:: Data to process ::
◇ ◇ ◇ ◇ ◇ ◇ ◇

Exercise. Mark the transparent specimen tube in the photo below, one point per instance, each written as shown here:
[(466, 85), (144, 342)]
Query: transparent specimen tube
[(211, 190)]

◇ ◇ ◇ ◇ ◇ ◇ ◇

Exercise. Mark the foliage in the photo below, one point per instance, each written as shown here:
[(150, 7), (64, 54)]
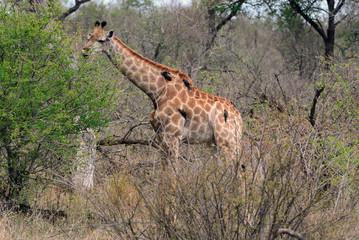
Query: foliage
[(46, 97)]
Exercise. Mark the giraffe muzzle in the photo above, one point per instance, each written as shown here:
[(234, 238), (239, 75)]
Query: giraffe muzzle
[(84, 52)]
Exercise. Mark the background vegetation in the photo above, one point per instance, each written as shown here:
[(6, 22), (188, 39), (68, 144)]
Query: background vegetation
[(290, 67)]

◇ ◇ ◇ ◇ ◇ ◇ ◇

Transcribe the data exactly, starting with the line that contains "Exercise. Mark the giraffe" and continuing through the line that contains "[(290, 67)]", both of those lines included.

:: Exercise answer ::
Exercise. Mark the giraffe muzzle in the photo above, one point per instance, each written as shown here:
[(234, 238), (239, 75)]
Query: giraffe muzzle
[(84, 52)]
Exercise. Mark the background vegetation in the photo above, one point per instance, each written as shown here:
[(6, 22), (188, 39), (68, 144)]
Query: background vegetation
[(290, 67)]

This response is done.